PASSAGE SHOWN:
:::

Corona del Mar High junior gives back to hospital that saved his life

Bryson White, left, Bodie Staples, Bryce Roberts and Riley Meunier hold a check for $2,650 they raised for CHOC.
Bryson White, left, Bodie Staples, Bryce Roberts and Riley Meunier, all students at Corona del Mar High School and part of CdM for CHOC, hold a check for $2,650 they raised for Children’s Hospital of Orange County.
(James Carbone)

Riley Meunier doesn’t remember the life-saving procedure he underwent at Children’s Hospital of Orange County just before his first birthday.

But the Corona del Mar High junior, now 17, still believes in paying it forward.

As an infant Riley was diagnosed with Wiskott-Aldrich syndrome, a rare immunodeficiency disease. He was fortunate that his older sister, Sydney, just 2 years old herself at the time, was a perfect match for a bone marrow transplant.

Riley stayed at CHOC for about 100 days back then, said his mother, Amy Meunier. It took him and some friends only slightly longer than that to raise $2,650 for the hospital this year.


Riley started a CdM for CHOC club on-campus, with the goal of giving to the hospital. The club, which had CdM English teacher Shelly Bergan as an adviser, grew to more than 20 members.

Riley Meunier sits beside a window at Children's Hospital of Orange.
CdM junior Riley Meunier sits beside a window at Children’s Hospital of Orange on Wednesday.
(James Carbone)

“We started in October, made a couple of posters and put them around campus,” Riley Meunier said. “We had meetings once or twice a month.”

The money raised, via a GoFundMe, was officially donated during a visit to CHOC on Wednesday evening.

“It feels really good to make a difference in other kids’ lives, raise awareness for something that I had to go through that I didn’t even know I went through,” Riley Meunier said. “Overall, it felt good to help others and put a smile on people’s faces.”

:::

STUDY MATERIAL:
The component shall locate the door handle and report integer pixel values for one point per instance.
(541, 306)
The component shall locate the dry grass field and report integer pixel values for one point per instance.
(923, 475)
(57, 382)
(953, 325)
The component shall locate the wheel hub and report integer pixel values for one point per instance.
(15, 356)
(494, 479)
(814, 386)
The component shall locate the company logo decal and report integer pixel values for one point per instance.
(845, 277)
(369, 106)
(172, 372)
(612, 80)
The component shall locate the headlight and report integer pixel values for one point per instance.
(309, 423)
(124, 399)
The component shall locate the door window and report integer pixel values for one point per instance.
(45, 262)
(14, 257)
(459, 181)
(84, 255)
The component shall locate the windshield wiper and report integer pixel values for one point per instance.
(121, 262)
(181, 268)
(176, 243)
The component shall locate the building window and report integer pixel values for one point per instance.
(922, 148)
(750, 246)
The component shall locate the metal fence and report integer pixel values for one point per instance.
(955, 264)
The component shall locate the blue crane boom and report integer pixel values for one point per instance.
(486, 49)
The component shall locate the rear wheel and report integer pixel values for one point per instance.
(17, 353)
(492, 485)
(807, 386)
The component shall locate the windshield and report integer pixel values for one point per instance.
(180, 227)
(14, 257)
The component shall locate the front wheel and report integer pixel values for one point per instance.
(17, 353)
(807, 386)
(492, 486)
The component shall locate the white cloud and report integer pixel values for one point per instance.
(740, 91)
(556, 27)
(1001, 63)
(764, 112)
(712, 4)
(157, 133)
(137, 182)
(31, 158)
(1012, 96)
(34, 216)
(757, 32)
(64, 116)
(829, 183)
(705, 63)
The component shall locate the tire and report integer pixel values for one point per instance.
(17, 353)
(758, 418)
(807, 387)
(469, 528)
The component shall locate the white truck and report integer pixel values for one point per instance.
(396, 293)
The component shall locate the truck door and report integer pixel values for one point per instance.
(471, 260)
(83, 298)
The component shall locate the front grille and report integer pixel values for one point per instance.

:::

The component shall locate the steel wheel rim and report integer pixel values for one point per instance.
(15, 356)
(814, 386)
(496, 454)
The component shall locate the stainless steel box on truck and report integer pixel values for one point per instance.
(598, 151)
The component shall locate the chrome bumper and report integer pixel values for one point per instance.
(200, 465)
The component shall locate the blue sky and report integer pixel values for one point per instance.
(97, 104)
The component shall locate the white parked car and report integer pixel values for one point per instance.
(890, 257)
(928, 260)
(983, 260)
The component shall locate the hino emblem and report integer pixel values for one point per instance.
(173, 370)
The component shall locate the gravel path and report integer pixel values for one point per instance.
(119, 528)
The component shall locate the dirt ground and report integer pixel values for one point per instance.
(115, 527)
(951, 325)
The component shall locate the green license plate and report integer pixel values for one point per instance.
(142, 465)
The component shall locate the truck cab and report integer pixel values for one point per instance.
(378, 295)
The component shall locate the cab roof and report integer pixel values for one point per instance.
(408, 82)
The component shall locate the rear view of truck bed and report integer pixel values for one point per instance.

:::

WHAT IS REQUIRED: Please say whether each statement agrees with the article on Riley Meunier's fundraiser, giving yes or no and quoting the article's deciding words: 1. Riley's sister Sydney matched him for a bone marrow transplant. 2. The club met every week. 3. The money was raised through a GoFundMe. The records have nothing to do with the article.

YOUR SOLUTION:
1. Yes: "was a perfect match for a bone marrow transplant"
2. No: "We had meetings once or twice a month."
3. Yes: "The money raised, via a GoFundMe, was officially donated"